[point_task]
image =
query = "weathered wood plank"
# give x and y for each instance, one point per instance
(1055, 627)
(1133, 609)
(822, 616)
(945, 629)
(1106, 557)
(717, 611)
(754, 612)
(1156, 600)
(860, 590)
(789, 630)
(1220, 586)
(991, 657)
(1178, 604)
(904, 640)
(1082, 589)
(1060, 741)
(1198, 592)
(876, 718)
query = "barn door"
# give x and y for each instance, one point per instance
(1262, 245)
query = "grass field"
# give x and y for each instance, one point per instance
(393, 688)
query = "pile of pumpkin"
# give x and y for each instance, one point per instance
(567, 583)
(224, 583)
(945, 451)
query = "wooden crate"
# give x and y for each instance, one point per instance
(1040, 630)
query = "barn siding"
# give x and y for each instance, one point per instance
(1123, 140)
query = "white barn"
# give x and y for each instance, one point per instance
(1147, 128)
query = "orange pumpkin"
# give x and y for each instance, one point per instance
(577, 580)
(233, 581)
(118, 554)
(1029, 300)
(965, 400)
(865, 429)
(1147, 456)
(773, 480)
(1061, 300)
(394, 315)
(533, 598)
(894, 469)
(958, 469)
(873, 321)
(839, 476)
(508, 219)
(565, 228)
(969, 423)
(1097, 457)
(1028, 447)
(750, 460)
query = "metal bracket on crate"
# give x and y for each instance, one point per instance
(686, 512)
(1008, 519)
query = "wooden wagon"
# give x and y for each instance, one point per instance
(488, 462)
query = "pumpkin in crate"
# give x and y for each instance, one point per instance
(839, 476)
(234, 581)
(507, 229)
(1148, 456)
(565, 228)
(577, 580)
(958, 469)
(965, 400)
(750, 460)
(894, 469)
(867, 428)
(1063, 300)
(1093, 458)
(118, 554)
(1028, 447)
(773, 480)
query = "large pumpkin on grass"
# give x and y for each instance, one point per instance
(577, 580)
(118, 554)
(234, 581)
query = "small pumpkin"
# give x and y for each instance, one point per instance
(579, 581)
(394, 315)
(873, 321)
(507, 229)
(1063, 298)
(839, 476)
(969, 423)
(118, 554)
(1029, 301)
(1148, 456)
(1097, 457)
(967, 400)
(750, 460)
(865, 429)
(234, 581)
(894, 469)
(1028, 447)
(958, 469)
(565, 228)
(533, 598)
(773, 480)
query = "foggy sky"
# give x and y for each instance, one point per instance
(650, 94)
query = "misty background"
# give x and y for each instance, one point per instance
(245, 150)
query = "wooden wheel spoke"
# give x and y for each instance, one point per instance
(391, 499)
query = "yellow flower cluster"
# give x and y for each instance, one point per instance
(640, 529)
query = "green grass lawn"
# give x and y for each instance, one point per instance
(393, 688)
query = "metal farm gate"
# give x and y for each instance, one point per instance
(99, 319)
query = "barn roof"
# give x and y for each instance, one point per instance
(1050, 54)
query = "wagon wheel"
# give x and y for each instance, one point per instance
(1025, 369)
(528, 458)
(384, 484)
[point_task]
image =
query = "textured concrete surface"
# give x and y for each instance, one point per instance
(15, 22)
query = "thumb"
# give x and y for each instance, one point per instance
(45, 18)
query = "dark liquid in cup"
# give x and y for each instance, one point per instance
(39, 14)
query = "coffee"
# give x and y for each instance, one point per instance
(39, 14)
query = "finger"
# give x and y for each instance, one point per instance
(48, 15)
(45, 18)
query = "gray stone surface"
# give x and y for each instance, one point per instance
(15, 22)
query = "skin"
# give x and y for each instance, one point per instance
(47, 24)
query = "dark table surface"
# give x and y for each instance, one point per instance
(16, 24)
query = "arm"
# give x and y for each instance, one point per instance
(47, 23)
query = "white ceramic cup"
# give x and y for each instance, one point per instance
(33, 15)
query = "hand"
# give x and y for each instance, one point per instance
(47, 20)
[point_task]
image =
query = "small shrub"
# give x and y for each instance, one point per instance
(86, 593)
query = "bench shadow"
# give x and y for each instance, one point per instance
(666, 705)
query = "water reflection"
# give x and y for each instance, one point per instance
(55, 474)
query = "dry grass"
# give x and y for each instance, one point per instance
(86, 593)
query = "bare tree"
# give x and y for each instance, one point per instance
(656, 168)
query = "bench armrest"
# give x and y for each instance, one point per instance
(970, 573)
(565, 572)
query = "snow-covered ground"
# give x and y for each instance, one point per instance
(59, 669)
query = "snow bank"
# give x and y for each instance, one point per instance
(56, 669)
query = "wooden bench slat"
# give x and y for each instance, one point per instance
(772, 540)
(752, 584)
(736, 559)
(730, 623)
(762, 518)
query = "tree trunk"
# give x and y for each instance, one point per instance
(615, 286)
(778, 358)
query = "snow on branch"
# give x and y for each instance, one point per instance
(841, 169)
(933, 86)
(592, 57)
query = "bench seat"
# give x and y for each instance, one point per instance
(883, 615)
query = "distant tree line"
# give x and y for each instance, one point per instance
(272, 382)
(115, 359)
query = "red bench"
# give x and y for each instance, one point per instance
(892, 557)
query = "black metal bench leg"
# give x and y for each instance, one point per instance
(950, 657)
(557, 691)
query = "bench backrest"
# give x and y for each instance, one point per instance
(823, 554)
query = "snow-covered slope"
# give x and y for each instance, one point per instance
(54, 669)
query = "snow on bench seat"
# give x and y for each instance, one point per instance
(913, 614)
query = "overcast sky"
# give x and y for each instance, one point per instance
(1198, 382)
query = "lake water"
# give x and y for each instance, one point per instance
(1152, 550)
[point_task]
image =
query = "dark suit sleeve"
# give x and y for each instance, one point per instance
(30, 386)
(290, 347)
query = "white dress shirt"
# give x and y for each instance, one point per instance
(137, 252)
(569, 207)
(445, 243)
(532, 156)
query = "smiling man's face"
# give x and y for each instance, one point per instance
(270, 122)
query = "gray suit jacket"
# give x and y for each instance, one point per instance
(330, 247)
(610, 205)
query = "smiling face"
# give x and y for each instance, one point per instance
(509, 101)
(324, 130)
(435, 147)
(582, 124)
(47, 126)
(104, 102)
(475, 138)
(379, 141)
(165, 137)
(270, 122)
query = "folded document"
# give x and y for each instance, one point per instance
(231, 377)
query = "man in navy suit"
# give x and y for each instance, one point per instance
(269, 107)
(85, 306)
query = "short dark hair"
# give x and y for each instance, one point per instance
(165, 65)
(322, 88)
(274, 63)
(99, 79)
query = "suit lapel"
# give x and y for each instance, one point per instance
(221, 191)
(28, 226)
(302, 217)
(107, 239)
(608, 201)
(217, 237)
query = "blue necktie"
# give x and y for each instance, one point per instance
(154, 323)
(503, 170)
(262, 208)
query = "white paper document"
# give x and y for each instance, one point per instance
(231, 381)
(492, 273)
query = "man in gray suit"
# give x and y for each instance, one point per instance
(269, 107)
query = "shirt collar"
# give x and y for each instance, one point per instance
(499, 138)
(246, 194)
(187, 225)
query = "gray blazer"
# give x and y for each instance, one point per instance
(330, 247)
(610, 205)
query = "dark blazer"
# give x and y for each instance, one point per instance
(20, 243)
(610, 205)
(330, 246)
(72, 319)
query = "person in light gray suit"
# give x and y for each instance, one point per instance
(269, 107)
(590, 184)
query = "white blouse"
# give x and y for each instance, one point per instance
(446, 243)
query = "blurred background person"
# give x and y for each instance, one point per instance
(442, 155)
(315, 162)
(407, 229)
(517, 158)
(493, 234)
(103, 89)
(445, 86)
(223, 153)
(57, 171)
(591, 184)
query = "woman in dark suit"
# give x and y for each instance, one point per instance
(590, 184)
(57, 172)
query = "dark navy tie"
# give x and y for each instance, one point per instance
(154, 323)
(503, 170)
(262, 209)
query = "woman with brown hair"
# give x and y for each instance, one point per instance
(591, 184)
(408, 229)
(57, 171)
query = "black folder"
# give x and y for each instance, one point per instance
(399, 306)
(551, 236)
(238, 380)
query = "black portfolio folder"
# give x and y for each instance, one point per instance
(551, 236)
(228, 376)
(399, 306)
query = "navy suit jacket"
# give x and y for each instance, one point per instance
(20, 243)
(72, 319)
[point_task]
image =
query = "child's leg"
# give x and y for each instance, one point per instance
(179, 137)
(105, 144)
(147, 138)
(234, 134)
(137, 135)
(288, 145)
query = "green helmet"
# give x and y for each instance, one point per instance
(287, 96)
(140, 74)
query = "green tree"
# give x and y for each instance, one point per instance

**THE PROBLEM:** Extract every line from the one containing "in light gray" to the end of the entries, including both of those lines, exactly as given and with nothing added.

**CORRECT ANSWER:**
query = "person in light gray suit"
# give x and y for each instance, one point per instance
(269, 107)
(590, 184)
query = "white blouse"
# give x and y for each instance, one point per instance
(446, 243)
query = "blurred background person"
# give x and y for each instance, one point per instance
(442, 155)
(315, 162)
(407, 229)
(517, 158)
(493, 234)
(103, 89)
(445, 86)
(223, 153)
(57, 171)
(591, 184)
query = "woman in dark suit"
# give x and y for each instance, one point per instance
(590, 184)
(57, 172)
query = "dark navy tie"
# give x and y for each instance, one point per instance
(154, 323)
(503, 170)
(262, 209)
query = "woman with brown hair"
# give x and y for each instance, one point per instance
(591, 184)
(408, 229)
(57, 171)
query = "black folder"
# give x and y for each instance, one point per instance
(399, 306)
(551, 236)
(238, 380)
query = "black portfolio folder"
# give x and y for each instance, one point per instance
(551, 236)
(228, 376)
(399, 306)
query = "navy suit jacket"
# give x and y for each instance, one point per instance
(20, 243)
(72, 319)
[point_task]
image =
query = "child's leg"
# give x and y for each instance, one point per instance
(179, 137)
(105, 144)
(147, 138)
(234, 134)
(137, 135)
(288, 145)
query = "green helmet"
# give x and y for each instance, one point per instance
(287, 96)
(140, 74)
query = "green tree"
# give x and y for each instance, one point per instance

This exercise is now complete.